# Exercise:
Reproduce the lines of the material exactly, excluding every image.

# Supplied material:
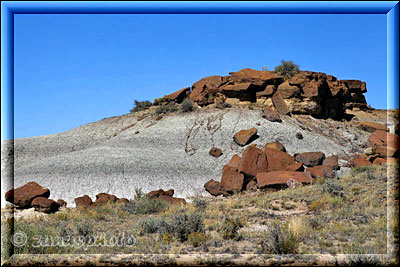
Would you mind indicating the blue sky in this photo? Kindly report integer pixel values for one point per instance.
(75, 69)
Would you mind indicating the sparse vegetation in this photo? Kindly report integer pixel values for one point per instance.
(187, 105)
(140, 105)
(287, 69)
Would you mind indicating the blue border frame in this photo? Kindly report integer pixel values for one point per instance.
(8, 9)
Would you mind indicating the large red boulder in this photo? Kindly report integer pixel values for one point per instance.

# Output:
Would you mind indicating the blue sky in this photo? Kindly report integer pixel values for one point per instance.
(75, 69)
Would you mind indicating the sparse vegetation in this photo? Kindly report integer pixel values for one point per instance.
(187, 105)
(140, 105)
(287, 69)
Would you mind indicating the blue border frame in this photo? Kindly report integer pixel values for one point per instance.
(8, 9)
Would you mind indicating the large red boulder in this photo? Kindly report integer pixel values for one point per instance.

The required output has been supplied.